* PROBLEMS:
A. In the health monitoring story:
(i) What is the estimated time?
(ii) Which endpoint serves as the liveness probe?
(iii) In which file is the HealthChecker interface defined?
B. Can you restate the passage of the health monitoring story that begins at the words "# Story 1.3: Health" and stops after "queries, and errors.", swapping "Prometheus" for "OpenTelemetry"?

* DOCUMENT:
★ ★ ★ ★ ★ ★ ★

Files
goplt/docs/content/stories/epic1/1.3-health-metrics-system.md

127 lines
3.8 KiB
Markdown

# Story 1.3: Health Monitoring and Metrics System
## Metadata
- **Story ID**: 1.3
- **Title**: Health Monitoring and Metrics System
- **Epic**: 1 - Core Kernel & Infrastructure
- **Status**: Pending
- **Priority**: High
- **Estimated Time**: 5-6 hours
- **Dependencies**: 1.1, 1.2
## Goal
Implement comprehensive health checks and Prometheus metrics for monitoring platform health and performance.
## Description
This story creates a complete health monitoring system with liveness and readiness probes, and a comprehensive Prometheus metrics system for tracking HTTP requests, database queries, and errors.
## Deliverables
### 1. Health Check System
- **HealthChecker Interface** (`pkg/health/health.go`):
- `HealthChecker` interface with `Check(ctx context.Context) error` method
- Health status types
- **Health Registry** (`internal/health/registry.go`):
- Thread-safe registry of health checkers
- Register multiple health checkers
- Aggregate health status
- `GET /healthz` endpoint (liveness probe)

★ ★ ★ ★ ★ ★ ★

* INFORMATION PROVIDED:
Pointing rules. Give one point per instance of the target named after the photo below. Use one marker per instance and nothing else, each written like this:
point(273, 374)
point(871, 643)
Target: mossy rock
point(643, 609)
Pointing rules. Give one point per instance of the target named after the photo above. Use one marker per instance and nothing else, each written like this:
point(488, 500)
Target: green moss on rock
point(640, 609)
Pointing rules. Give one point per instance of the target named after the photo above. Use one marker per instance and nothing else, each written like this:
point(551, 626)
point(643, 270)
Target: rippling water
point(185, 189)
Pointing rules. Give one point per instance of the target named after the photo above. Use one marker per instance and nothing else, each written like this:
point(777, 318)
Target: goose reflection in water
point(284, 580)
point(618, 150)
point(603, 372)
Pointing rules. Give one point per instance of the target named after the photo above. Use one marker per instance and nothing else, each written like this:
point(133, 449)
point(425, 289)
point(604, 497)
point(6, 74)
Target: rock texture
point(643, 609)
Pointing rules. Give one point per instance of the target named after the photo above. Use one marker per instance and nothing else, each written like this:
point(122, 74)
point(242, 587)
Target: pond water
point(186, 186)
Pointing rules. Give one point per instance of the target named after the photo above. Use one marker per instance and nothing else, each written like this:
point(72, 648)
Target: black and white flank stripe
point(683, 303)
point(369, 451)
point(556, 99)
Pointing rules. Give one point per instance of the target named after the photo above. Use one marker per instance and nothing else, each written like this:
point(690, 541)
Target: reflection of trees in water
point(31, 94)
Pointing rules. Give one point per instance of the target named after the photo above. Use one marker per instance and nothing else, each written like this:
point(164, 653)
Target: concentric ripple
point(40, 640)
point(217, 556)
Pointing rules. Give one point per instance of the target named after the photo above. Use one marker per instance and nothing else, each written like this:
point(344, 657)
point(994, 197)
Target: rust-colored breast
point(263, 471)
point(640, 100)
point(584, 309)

★ ★ ★ ★ ★ ★ ★

* REPLIES:
A.
(i) 5-6 hours
(ii) `GET /healthz`
(iii) `pkg/health/health.go`

B.
# Story 1.3: Health Monitoring and Metrics System
## Metadata
- **Story ID**: 1.3
- **Title**: Health Monitoring and Metrics System
- **Epic**: 1 - Core Kernel & Infrastructure
- **Status**: Pending
- **Priority**: High
- **Estimated Time**: 5-6 hours
- **Dependencies**: 1.1, 1.2
## Goal
Implement comprehensive health checks and OpenTelemetry metrics for monitoring platform health and performance.
## Description
This story creates a complete health monitoring system with liveness and readiness probes, and a comprehensive OpenTelemetry metrics system for tracking HTTP requests, database queries, and errors.